--- SUPPLIED TEXT ---

[Python-ideas] Integrate some itertools into the Python syntax
Sven R. Kunze
srkunze at mail.de
Wed Mar 23 19:42:50 EDT 2016
On 23.03.2016 23:18, Michael Selik wrote:
>
>
> On Wed, Mar 23, 2016, 5:55 PM Sven R. Kunze <srkunze at mail.de
> <mailto:srkunze at mail.de>> wrote:
>
>
>
> On 23.03.2016 22:44, Michael Selik wrote:
>>
>>
>> On Wed, Mar 23, 2016, 5:27 PM João Bernardo <jbvsmo at gmail.com
>> <mailto:jbvsmo at gmail.com>> wrote:
>>
>> On Mon, Mar 21, 2016 at 8:06 PM, Michel Desmoulin
>> <desmoulinmichel at gmail.com
>> <mailto:desmoulinmichel at gmail.com>> wrote:
>>
>> Itertools is great, and some functions in it are more
>> used than others:
>>
>> - islice;
>> - chain;
>> - dropwhile, takewhile;
>>
>>
>> I like how dropwhile and takewhile could be easily integrated
>> with list comprehensions / generator expressions:
>>
>> [x for x in range(10) while x < 5] # takewhile
>> [x for x in range(10) not while x < 5] # dropwhile
>> [x for x in range(10) from x >= 5] # forward thinking
>> dropwhile
>>
>> I believe this is almost plain english without creating new
>> keywords.

---

EXERCISE INSTRUCTIONS »
1. The mailing-list post on integrating itertools into Python syntax names some itertools functions in a bulleted list. List every function in that list.
2. Write what comes next in the mailing-list post on integrating itertools into Python syntax, picking up after its last line.

--- SUPPLIED INFORMATION ---

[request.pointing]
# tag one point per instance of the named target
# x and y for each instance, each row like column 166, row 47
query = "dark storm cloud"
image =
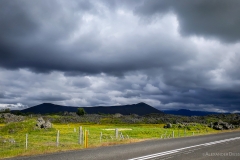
column 109, row 52
column 208, row 18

---

SOLVED PROBLEMS »
1. islice, chain, dropwhile, takewhile

2.
>>
>>
>> They read well, except for the square brackets which to me imply
>> consuming the entire iterator. Itertools takewhile will early
>> exit, possibly leaving some values on the iterator. If these do
>> consume the entire iterator, what's the difference with the
>> ``if`` clause in a comprehension?
>
> But isn't that their purpose? Not consuming. I think that would be
> easy to learn. +1 on this proposal.
>
> This could also prove useful to avoid for-else. :-)
>
>
> After the execution of the list comprehension using "while" if the
> condition triggered halfway, would there be anything left in the
> original iterator? If it was a generator expression, we'd say "Yes"
> immediately. As a list comprehension, I'm not sure.
Let's define it this way. Feeling better? ;-)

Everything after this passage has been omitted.